WHAT IS ASKED>
Render the rows below as a two-column CSV headed instruction and points, one line per row. Put each row's text and its answer in a single quoted field, replace line breaks with spaces, and omit the pictures.

DATA IN THIS EXERCISE>
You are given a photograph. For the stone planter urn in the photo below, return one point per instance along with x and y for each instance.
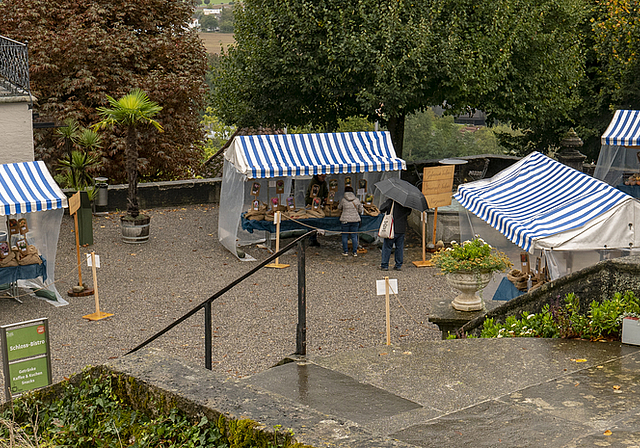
(468, 283)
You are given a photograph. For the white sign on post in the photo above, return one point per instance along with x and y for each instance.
(393, 287)
(97, 257)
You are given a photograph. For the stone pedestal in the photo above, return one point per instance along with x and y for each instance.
(449, 320)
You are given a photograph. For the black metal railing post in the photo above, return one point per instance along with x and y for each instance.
(301, 330)
(14, 66)
(208, 342)
(206, 305)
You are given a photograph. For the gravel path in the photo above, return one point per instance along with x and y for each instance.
(148, 286)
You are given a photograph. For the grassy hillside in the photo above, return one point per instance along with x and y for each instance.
(214, 41)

ANSWER TO THE EXERCISE>
instruction,points
"You are given a photograph. For the stone planter urn in the photo below, return one point per instance along with x and y for each instance.","(468, 283)"
"You are given a photograph. For the white sign on post in the photo above, return one point per instance along with x and y for each instance.","(393, 287) (97, 257)"
"You are given a photograph. For the stone pedestal in the photo above, return one point per instance along with x and y for each instance.","(449, 320)"
"You are given a photograph. For the black metal railing post in the photo above, return one point per instance along with x and y for each instance.","(301, 330) (14, 66) (208, 342) (206, 305)"
"You are given a photograph. For the gravel path in the photo above, return one point per instance along with x and y for each instance.","(148, 286)"
"You are given a photograph. For the grassy hillside in the photo above, return one point per instance along with x and y for each instance.","(214, 41)"